What needs to be done
Return all lines from the listing below in which the string "bare" occurs.
+ + + +
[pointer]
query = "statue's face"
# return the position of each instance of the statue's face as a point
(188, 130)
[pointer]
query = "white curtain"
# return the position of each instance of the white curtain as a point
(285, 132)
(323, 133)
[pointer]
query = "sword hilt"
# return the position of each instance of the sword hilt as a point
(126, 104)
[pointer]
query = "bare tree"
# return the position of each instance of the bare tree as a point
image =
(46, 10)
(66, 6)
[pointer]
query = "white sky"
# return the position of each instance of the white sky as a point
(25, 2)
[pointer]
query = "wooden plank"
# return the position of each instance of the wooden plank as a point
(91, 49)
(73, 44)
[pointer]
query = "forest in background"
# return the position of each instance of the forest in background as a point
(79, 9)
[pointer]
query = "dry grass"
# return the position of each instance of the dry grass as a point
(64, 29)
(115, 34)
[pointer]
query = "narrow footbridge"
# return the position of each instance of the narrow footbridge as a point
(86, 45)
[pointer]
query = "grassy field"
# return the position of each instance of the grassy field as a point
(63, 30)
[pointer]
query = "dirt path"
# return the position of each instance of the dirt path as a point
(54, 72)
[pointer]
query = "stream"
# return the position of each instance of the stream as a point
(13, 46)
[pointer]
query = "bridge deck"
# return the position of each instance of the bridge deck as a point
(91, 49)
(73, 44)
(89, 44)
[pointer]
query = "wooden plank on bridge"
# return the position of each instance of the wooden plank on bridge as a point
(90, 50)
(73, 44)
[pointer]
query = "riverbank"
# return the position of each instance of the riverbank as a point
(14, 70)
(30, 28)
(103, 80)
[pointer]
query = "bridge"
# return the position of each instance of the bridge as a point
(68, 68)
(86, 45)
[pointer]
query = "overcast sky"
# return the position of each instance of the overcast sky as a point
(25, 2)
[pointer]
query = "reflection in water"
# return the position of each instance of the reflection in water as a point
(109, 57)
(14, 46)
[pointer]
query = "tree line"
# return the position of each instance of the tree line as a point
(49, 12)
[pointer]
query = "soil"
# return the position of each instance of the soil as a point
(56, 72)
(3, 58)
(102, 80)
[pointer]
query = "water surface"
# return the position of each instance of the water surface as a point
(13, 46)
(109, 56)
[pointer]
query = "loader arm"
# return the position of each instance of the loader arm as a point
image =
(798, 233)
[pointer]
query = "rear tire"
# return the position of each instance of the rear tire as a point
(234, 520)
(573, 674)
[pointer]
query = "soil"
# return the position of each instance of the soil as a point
+ + + +
Result of this exercise
query = "bare tree"
# return the position of each instance of the bare tree as a point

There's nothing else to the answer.